### Task to carry out
Update the billionaires tax article from "The broad strokes" through "three straight years.", changing "three straight years" to "five straight years".

### Excerpt provided
■ ■ ■ ■ ■
Billionaires tax would take aim at unrealized gains on assets, most profitable corporations

Democrats hope to generate at least $200 billion in new revenue over the next decade from the tax

The broad strokes of the proposal announced by Sen. Ron Wyden, D-Ore., to tax the country's billionaire class to help fund President Biden’s legislative agenda was laid out early Wednesday as a two-pronged strategy to take aim at the wealthiest individuals and corporations.

Wyden said that under the proposal, about 700 of the country’s richest will be forced to pay unrealized gains from their assets. The proposal also calls for a 15% corporate minimum tax on the country’s most profitable corporations.

The tax would start being enforced in 2022. Those impacted would own over $1 billion in assets or pull in $100 million a year for three straight years.

Democrats have been working to muster enough votes to pass Biden's Build Back Better agenda, and believe that Americans would be willing to see the country's richest, like Elon Musk and Jeff Bezos, pay more in taxes. Many billionaires have seen their fortunes significantly increase after the COVID-19 outbreak while many Americans are struggling.

Sens. Elizabeth Warren, D-Mass., and Ron Wyden, D-Ore., speak to reporters about a corporate minimum tax plan at the U.S. Capitol Oct. 26, 2021 in Washington, D.C. (Photo by Drew Angerer/Getty Images) (Getty / Getty Images)
■ ■ ■ ■ ■
(Data excerpts)
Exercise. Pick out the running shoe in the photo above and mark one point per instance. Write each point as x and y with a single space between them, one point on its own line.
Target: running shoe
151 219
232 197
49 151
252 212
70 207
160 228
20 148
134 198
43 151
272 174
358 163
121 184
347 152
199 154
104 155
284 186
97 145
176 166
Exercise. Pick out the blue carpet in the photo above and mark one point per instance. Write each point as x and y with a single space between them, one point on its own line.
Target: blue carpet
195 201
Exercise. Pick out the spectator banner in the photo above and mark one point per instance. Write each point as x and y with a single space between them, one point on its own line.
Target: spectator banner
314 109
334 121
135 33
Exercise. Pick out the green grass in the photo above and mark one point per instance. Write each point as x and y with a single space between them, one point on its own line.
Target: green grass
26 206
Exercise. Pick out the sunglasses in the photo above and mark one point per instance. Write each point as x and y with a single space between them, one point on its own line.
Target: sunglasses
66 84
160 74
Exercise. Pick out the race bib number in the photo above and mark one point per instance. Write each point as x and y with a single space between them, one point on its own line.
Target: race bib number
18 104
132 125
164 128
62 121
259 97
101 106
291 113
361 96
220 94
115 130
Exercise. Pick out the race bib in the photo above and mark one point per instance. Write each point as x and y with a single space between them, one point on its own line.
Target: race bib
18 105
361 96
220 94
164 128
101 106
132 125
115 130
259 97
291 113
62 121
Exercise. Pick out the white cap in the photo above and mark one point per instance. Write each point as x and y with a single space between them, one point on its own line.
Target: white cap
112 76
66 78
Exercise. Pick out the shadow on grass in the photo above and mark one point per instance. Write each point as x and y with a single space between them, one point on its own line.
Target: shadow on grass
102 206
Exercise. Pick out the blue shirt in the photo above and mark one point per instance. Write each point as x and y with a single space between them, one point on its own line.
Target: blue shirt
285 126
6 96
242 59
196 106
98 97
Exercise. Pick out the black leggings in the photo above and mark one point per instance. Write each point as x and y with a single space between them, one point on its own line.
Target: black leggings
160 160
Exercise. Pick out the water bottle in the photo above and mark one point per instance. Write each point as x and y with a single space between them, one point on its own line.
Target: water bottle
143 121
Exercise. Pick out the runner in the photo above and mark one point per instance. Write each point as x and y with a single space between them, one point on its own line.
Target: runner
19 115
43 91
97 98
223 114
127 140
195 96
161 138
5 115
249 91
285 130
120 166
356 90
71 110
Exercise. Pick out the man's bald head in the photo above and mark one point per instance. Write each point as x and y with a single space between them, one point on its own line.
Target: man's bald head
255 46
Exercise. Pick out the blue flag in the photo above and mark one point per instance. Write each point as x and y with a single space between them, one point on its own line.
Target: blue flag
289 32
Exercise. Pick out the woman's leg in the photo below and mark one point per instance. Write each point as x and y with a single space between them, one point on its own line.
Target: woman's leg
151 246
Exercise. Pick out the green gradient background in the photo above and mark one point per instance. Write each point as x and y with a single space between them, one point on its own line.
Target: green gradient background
■ ■ ■ ■ ■
### Finished task
The broad strokes of the proposal announced by Sen. Ron Wyden, D-Ore., to tax the country's billionaire class to help fund President Biden’s legislative agenda was laid out early Wednesday as a two-pronged strategy to take aim at the wealthiest individuals and corporations.

Wyden said that under the proposal, about 700 of the country’s richest will be forced to pay unrealized gains from their assets. The proposal also calls for a 15% corporate minimum tax on the country’s most profitable corporations.

The tax would start being enforced in 2022. Those impacted would own over $1 billion in assets or pull in $100 million a year for five straight years.